- _Selection_
Configuring Environment Variables for Agent-Lightning Production Deployments
Agent-Lightning uses environment variables defined in agentlightning/env_var.py to separate GPU-heavy algorithm nodes from CPU-heavy rollout runners and connect to external persistent stores like MongoDB in production deployments.
Microsoft's Agent-Lightning framework relies on a concise set of environment variables to wire together training algorithms, rollout runners, and trace stores. In production deployments, you must explicitly configure these variables to disable the default in-memory store, assign specific roles to different compute nodes, and enable observability through OpenTelemetry endpoints.

- _Supplied data_
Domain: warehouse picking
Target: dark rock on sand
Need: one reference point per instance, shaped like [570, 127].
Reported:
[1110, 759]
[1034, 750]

- _Things to do_
1. Print the passage of the Agent-Lightning page from "Microsoft's Agent-Lightning framework" up to and including "through OpenTelemetry endpoints.".
2. Answer these questions using the Agent-Lightning page:
(a) In which file are the environment variables defined?
(b) Whose framework is Agent-Lightning?
(c) Through what kind of endpoints is observability enabled?

- _Answers provided_
1.
Microsoft's Agent-Lightning framework relies on a concise set of environment variables to wire together training algorithms, rollout runners, and trace stores. In production deployments, you must explicitly configure these variables to disable the default in-memory store, assign specific roles to different compute nodes, and enable observability through OpenTelemetry endpoints.

2.
(a) agentlightning/env_var.py
(b) Microsoft's
(c) OpenTelemetry endpoints